:: Work item ::
Only one span is wanted from the lines below: from the one with "Locate the blue shorts" up to and including the one with "Locate the clear". Copy it exactly, without images.

:: Records for this task ::
·····

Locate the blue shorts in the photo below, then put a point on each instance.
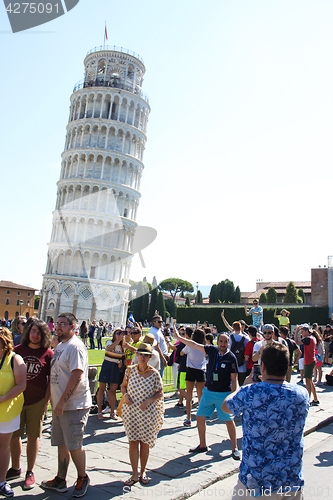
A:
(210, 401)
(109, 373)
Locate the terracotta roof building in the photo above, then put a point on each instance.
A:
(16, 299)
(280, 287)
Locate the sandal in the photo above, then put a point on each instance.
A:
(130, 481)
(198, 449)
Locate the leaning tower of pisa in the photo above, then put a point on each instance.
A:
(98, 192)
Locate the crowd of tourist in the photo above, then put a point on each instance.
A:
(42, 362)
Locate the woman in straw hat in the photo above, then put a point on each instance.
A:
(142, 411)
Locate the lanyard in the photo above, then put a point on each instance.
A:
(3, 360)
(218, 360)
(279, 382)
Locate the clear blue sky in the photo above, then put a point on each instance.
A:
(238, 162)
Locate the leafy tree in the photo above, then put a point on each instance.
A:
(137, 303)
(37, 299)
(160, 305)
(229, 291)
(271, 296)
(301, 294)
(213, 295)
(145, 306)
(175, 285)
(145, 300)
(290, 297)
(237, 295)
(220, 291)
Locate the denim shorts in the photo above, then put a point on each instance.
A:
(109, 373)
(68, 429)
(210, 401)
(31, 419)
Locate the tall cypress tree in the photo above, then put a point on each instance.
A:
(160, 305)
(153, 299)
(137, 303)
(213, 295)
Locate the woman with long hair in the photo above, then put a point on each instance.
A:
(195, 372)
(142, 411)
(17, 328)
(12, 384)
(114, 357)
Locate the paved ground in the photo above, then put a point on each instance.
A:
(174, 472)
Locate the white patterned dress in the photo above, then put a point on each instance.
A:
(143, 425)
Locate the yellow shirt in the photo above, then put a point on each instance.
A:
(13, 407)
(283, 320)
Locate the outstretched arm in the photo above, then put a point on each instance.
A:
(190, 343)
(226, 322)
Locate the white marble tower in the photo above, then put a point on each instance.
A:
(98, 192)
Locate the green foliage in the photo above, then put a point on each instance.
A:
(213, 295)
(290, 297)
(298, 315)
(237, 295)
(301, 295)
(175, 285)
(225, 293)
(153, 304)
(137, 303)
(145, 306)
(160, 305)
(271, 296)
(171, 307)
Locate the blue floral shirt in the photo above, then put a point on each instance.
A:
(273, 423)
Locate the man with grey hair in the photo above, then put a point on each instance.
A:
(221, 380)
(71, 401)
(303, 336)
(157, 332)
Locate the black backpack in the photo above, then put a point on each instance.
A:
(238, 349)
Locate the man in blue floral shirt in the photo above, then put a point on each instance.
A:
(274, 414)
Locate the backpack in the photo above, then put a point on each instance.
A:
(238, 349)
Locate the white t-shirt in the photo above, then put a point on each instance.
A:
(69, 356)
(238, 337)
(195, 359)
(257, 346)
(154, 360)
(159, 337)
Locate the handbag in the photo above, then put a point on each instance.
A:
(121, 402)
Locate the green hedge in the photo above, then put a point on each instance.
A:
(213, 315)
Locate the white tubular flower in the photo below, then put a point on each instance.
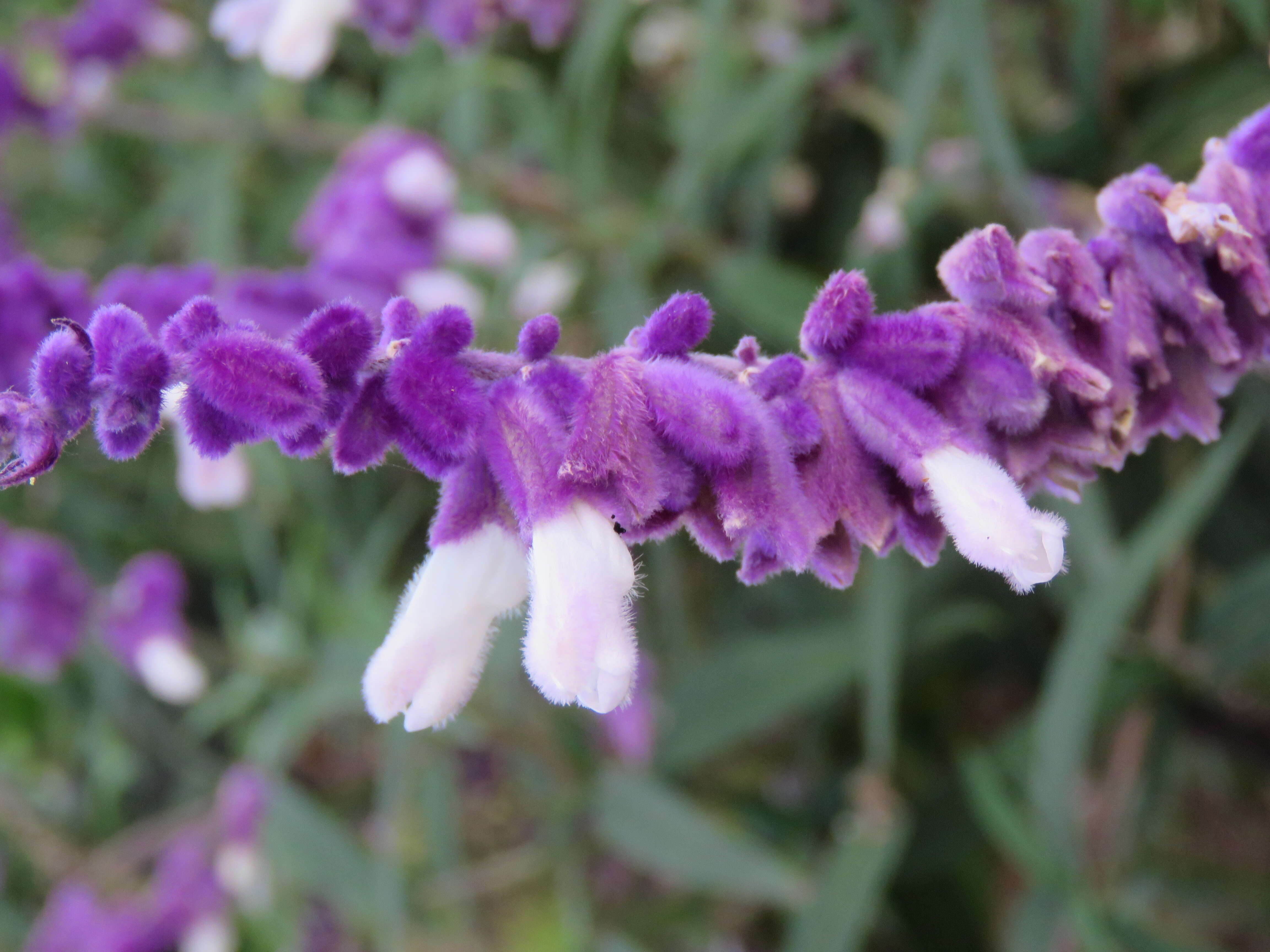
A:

·····

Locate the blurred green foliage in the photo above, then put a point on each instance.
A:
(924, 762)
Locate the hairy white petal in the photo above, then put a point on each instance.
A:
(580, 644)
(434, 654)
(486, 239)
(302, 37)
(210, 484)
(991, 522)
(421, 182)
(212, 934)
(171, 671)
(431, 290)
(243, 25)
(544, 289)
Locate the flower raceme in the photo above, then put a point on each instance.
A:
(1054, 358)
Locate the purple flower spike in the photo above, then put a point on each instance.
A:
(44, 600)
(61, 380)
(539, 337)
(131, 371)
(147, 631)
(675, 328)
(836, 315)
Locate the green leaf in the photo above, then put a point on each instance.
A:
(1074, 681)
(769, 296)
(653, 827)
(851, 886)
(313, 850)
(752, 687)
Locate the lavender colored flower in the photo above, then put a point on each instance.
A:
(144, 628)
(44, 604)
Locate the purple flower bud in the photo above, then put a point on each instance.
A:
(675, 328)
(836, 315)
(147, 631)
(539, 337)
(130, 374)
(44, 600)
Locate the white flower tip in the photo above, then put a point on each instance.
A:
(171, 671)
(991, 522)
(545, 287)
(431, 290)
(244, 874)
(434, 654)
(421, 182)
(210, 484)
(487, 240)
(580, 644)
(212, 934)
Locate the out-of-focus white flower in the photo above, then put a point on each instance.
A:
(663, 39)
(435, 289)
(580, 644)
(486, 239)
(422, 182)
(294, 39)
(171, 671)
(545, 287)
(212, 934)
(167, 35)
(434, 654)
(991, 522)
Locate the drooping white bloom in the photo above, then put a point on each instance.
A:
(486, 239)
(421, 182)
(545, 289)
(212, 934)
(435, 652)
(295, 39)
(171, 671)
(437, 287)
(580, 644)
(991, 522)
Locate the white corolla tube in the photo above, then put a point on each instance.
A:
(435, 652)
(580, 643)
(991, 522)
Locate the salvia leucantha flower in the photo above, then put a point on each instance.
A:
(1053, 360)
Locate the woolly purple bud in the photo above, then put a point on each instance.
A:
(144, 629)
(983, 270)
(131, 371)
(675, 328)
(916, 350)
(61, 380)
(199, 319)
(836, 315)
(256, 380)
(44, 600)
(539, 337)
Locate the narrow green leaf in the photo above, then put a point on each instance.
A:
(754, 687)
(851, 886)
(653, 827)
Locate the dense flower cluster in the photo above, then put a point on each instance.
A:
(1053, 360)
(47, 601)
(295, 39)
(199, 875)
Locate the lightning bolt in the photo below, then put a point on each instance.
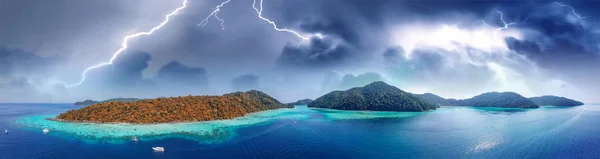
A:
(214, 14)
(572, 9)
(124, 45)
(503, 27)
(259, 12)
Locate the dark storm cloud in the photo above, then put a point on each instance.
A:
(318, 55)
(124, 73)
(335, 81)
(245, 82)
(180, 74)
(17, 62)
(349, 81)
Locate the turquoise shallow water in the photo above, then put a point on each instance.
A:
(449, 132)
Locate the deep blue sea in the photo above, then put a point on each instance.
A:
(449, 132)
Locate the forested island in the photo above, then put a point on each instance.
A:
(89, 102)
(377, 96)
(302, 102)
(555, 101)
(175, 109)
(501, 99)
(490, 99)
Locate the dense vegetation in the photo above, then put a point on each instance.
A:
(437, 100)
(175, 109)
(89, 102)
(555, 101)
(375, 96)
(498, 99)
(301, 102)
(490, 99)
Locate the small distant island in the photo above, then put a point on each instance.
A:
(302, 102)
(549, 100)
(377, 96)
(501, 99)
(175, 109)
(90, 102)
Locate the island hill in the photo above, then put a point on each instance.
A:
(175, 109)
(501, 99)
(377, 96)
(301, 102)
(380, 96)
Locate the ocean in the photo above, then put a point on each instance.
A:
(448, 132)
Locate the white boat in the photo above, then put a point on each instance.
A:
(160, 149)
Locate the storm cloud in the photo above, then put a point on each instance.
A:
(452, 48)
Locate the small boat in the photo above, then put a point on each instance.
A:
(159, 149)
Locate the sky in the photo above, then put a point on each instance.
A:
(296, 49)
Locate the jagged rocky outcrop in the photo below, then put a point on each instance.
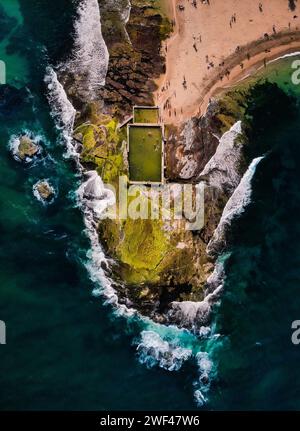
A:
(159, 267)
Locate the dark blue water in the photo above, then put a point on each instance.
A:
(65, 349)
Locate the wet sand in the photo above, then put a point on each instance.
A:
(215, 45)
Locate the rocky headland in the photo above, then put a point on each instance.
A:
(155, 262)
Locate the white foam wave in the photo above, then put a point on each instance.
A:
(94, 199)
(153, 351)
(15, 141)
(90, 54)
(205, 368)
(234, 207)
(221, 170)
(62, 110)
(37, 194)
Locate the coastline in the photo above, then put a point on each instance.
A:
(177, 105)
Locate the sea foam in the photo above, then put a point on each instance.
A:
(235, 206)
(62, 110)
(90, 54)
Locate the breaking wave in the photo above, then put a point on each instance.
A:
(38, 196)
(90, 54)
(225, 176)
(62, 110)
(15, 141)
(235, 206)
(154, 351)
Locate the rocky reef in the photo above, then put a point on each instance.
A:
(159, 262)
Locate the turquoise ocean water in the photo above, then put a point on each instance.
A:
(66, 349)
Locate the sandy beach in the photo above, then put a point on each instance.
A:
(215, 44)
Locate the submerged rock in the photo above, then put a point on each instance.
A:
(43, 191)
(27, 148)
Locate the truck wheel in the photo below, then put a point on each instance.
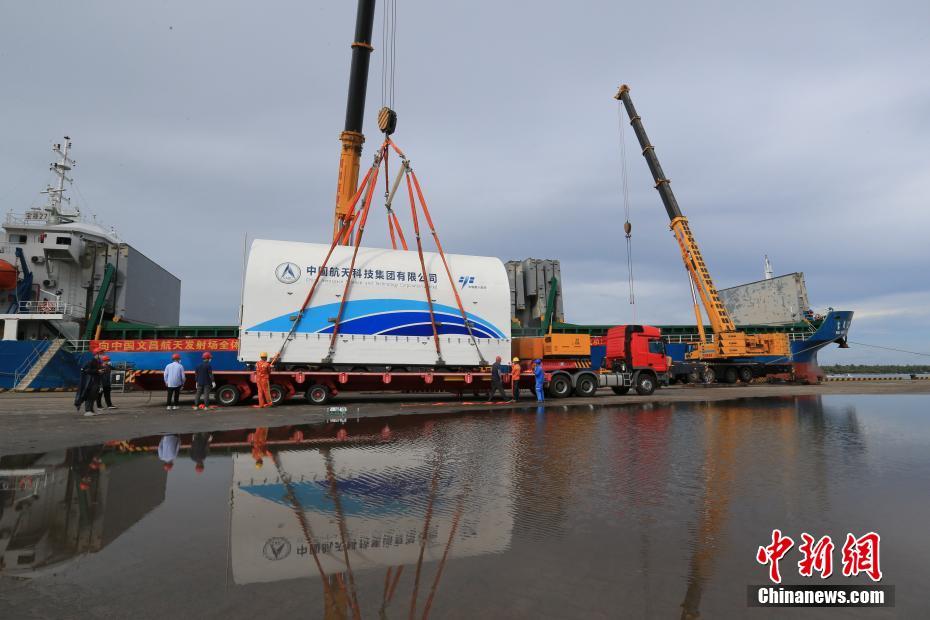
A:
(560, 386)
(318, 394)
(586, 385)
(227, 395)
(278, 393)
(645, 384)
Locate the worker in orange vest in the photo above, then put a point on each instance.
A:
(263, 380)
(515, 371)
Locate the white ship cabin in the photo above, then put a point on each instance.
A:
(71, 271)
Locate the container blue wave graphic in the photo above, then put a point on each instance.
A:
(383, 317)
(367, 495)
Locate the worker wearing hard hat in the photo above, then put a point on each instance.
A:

·····

:: Response to this exercise ::
Locate the blue shorts in the photo below, then put a point on each instance.
A:
(210, 401)
(109, 373)
Locate the terracotta roof building in the photo above, then put a point on each instance.
A:
(16, 299)
(280, 287)
Locate the sandal in the photo above, then put a point on each instance.
A:
(130, 481)
(198, 449)
Locate the leaning tower of pisa in the photo above, then put a point on each instance.
A:
(98, 192)
Locate the crowd of tourist in the photo above, then put a point on each instance.
A:
(42, 362)
Locate the woman in straw hat in the photo above, then put a point on each instance.
A:
(142, 411)
Locate the lanyard in the photo above, then put a point on each instance.
A:
(3, 360)
(218, 360)
(279, 382)
Locate the clear blue sky in the photo above, then put a point on each instance.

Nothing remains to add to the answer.